Dataset items
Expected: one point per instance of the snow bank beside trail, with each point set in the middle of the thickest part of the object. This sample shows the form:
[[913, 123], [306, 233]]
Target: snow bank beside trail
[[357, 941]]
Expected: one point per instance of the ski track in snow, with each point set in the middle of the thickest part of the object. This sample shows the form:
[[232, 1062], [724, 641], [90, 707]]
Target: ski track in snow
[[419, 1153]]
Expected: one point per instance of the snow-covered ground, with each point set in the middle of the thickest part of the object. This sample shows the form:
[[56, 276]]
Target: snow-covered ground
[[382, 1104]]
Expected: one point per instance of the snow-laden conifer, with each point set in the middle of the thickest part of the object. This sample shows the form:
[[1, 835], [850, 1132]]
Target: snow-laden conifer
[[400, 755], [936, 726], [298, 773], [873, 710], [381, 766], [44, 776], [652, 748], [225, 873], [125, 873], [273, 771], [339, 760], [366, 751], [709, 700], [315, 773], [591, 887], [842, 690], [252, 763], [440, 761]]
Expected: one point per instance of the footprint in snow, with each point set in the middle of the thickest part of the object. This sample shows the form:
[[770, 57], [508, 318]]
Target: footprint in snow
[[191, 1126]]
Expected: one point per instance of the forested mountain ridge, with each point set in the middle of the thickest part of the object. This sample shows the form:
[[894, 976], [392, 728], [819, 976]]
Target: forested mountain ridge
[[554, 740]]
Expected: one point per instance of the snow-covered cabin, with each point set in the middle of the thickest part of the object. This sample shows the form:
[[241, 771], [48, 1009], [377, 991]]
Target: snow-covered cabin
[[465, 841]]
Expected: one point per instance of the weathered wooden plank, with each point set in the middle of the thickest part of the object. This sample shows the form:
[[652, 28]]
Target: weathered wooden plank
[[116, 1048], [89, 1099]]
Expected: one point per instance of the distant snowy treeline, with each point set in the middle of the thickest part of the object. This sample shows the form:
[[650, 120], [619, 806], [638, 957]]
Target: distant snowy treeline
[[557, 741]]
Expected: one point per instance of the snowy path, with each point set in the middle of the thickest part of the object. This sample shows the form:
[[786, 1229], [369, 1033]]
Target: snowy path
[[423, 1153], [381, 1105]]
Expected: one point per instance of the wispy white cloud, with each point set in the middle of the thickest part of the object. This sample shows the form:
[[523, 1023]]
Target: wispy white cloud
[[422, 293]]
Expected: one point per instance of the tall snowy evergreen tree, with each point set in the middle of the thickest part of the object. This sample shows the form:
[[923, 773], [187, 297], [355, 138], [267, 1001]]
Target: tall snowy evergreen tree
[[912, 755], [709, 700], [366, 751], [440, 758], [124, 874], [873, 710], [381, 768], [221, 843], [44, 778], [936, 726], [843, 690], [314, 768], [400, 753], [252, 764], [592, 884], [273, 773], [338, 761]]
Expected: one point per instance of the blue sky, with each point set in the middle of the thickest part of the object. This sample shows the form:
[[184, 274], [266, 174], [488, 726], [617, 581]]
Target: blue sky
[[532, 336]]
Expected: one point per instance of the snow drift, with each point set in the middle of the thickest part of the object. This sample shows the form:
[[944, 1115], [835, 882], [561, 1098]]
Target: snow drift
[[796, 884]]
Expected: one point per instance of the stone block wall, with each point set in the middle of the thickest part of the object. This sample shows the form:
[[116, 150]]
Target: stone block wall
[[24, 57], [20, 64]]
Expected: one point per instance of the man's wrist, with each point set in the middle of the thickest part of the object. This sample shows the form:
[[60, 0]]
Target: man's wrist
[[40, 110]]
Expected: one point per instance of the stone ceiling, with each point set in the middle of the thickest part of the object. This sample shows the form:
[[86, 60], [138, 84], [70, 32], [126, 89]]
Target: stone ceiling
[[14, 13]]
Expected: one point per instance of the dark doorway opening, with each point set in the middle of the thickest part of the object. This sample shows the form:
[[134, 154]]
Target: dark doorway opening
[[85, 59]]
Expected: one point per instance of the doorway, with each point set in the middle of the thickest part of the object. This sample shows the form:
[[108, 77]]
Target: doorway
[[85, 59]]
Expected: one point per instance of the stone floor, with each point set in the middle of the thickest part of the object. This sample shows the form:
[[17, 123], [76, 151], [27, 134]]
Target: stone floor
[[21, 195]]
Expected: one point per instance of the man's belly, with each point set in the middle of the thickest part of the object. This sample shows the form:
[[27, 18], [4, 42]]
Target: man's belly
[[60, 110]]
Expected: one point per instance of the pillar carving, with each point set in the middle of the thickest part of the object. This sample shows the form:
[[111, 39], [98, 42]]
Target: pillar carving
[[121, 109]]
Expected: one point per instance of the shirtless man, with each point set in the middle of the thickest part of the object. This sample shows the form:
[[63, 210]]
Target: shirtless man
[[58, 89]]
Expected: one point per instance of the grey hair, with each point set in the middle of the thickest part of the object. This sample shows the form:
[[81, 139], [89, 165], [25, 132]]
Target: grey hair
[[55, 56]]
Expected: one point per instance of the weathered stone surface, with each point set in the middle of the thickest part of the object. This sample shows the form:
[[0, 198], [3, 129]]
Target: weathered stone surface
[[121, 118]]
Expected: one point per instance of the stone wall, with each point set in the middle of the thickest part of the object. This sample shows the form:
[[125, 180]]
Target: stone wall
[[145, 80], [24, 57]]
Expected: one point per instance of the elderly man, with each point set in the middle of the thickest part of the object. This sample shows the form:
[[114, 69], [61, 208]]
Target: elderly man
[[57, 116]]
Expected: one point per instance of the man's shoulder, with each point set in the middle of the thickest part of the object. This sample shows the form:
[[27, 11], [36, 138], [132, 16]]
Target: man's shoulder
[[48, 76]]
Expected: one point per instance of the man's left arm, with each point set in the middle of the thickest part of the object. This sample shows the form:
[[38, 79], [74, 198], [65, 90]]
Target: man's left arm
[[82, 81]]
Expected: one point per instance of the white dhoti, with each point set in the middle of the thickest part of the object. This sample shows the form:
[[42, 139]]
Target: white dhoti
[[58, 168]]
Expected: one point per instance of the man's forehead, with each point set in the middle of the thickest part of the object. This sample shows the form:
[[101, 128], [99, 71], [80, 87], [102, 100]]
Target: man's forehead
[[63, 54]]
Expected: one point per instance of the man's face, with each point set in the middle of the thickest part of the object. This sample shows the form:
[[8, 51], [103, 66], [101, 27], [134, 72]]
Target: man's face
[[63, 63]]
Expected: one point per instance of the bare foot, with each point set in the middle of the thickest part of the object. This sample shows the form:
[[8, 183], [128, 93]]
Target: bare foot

## Instructions to follow
Reproduce the items verbatim from the first line through the line containing "763], [440, 761]]", including that line.

## Result for this exercise
Expected: one point per instance of the snow bank beside trail, with each point set in the middle of the thickest part of the object. This sample shows the form:
[[913, 123], [306, 233]]
Target: snow bank beside trail
[[357, 941]]
Expected: one point per instance of the ski track in snow, with each point set in the middle of the thickest part of the object. This sample shows the form:
[[232, 1062], [724, 641], [90, 707]]
Target: ski track in snow
[[419, 1153]]
Expected: one point per instance of the snow-covered ground, with each point set in the middle of the thickest part of the object. This sample shows the form:
[[56, 276]]
Target: snow-covered ground
[[382, 1104]]
Expected: one point per instance of the snow-laden conifer, with each point set in the middle of the thickest part of the object. This sample shows the form:
[[1, 835], [850, 1132]]
Target: snow-laden conifer
[[400, 755], [936, 726], [298, 773], [873, 710], [381, 766], [44, 776], [652, 748], [225, 873], [125, 873], [273, 771], [339, 760], [366, 751], [709, 700], [315, 773], [591, 887], [842, 690], [252, 763], [440, 761]]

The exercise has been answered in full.